[Set exercise] Rewrite the lines starting at the one containing "For the evaluation set, tag every instance of the house" and ending at the one containing "[[524, 145], [183, 194], [249, 171], [246, 190], [496, 181]]", both included and with the request lines kept, and output only those lines. Scale every point coordinate in them by 1.1, rounding to whole numbers with halves going up.

[Data extract]
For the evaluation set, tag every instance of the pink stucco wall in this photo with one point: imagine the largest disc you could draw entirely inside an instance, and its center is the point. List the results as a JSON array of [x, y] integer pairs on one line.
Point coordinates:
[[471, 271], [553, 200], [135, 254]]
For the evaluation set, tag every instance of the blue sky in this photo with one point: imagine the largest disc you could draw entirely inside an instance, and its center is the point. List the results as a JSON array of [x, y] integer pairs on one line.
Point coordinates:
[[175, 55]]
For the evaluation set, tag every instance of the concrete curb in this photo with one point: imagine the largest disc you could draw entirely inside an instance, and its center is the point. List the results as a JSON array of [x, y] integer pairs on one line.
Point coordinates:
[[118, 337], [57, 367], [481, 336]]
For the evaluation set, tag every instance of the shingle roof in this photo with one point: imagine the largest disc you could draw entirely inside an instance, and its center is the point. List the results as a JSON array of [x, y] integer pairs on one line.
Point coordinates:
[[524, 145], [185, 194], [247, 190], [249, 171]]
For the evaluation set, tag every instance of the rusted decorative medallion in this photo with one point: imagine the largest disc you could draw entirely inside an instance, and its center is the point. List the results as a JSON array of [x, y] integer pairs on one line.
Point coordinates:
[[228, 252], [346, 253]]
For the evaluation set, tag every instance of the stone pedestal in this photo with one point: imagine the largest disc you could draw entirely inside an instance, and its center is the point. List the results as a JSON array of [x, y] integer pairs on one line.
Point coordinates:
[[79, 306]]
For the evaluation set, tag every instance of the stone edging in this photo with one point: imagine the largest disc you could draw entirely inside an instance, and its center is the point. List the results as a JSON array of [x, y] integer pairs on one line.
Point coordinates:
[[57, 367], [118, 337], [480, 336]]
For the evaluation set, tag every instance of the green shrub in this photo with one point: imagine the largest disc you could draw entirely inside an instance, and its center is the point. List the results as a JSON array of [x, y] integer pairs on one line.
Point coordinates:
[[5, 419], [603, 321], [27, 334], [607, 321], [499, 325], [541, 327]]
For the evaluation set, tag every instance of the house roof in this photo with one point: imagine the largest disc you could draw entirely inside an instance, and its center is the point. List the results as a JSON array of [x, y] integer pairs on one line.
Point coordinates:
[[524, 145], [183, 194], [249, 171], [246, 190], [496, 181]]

---

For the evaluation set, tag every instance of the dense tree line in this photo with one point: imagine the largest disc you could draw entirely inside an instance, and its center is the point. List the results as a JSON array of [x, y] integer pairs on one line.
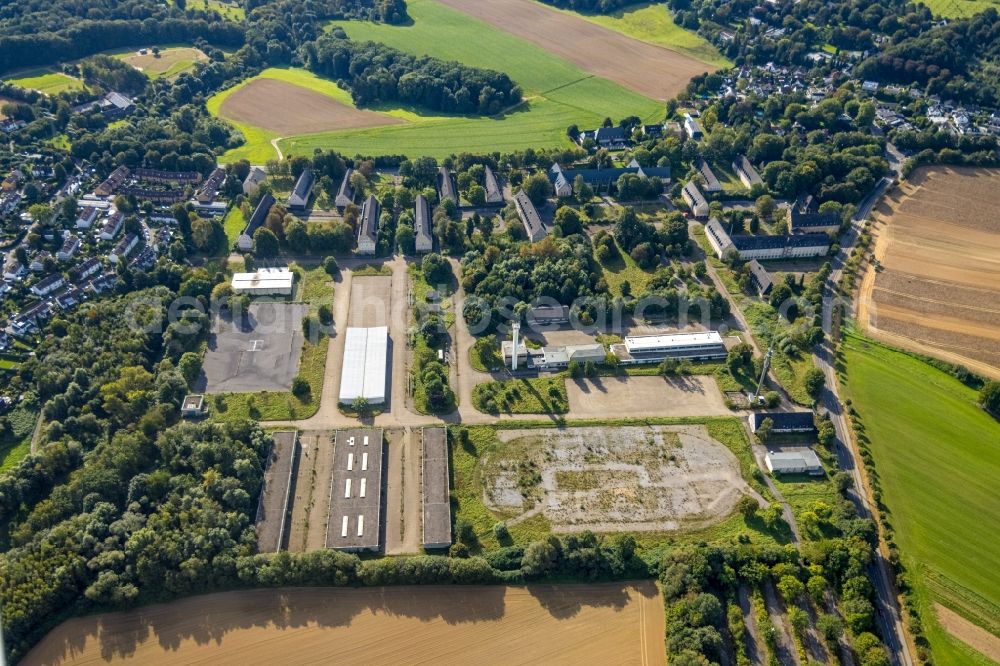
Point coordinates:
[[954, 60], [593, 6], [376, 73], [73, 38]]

[Solution to this problem]
For the evaluation set, tag every instance of the house roof in this photo with one point: imagine the largest disc you could draw entirely inside an instance, and its center is the point. List the results as a JSON array of [x, y] integer pairs on one line.
Point coordinates:
[[576, 160], [201, 213], [274, 188], [271, 209], [546, 199]]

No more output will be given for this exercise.